__Work to be completed__.
Starting with the line with "obj: arched doorway | bbox --json" and going on through the end of the data, write out every line again. Shift each bounding-box coordinate in the answers by -149, and keep all other lines unchanged.

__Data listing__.
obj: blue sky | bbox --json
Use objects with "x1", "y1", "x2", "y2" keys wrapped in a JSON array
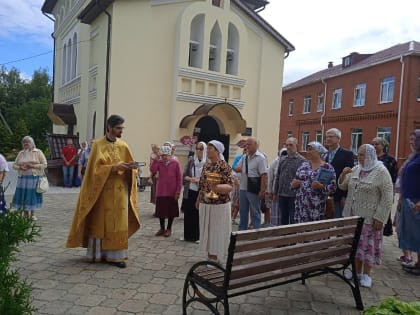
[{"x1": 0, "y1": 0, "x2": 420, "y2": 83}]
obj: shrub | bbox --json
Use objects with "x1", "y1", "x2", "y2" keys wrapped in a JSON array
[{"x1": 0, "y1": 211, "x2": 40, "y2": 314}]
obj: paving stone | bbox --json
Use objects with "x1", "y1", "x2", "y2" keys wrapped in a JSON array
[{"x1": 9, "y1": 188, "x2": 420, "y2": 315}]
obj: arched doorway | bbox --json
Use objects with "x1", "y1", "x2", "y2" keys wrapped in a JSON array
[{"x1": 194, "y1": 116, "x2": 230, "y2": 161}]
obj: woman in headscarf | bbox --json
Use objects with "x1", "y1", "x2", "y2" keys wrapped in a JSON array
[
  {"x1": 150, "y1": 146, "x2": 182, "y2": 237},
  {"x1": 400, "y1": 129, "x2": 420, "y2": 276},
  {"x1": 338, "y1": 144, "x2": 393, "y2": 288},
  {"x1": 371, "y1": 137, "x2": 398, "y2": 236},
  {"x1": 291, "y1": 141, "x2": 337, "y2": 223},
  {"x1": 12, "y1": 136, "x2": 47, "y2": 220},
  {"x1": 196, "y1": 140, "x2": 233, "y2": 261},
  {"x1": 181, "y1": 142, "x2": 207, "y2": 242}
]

__Written response__.
obj: arched doorway | bbox --json
Use objects with "x1", "y1", "x2", "y2" keys wrapped in a JSON array
[{"x1": 45, "y1": -33, "x2": 81, "y2": 12}]
obj: woman in headscarf | bbox --json
Use objects with "x1", "y1", "x2", "y2" keys wrapped in a JSON array
[
  {"x1": 1, "y1": -3, "x2": 33, "y2": 88},
  {"x1": 251, "y1": -20, "x2": 271, "y2": 127},
  {"x1": 189, "y1": -5, "x2": 244, "y2": 139},
  {"x1": 222, "y1": -12, "x2": 249, "y2": 87},
  {"x1": 142, "y1": -8, "x2": 188, "y2": 74},
  {"x1": -137, "y1": -13, "x2": -102, "y2": 71},
  {"x1": 47, "y1": -9, "x2": 84, "y2": 112},
  {"x1": 32, "y1": -7, "x2": 58, "y2": 93}
]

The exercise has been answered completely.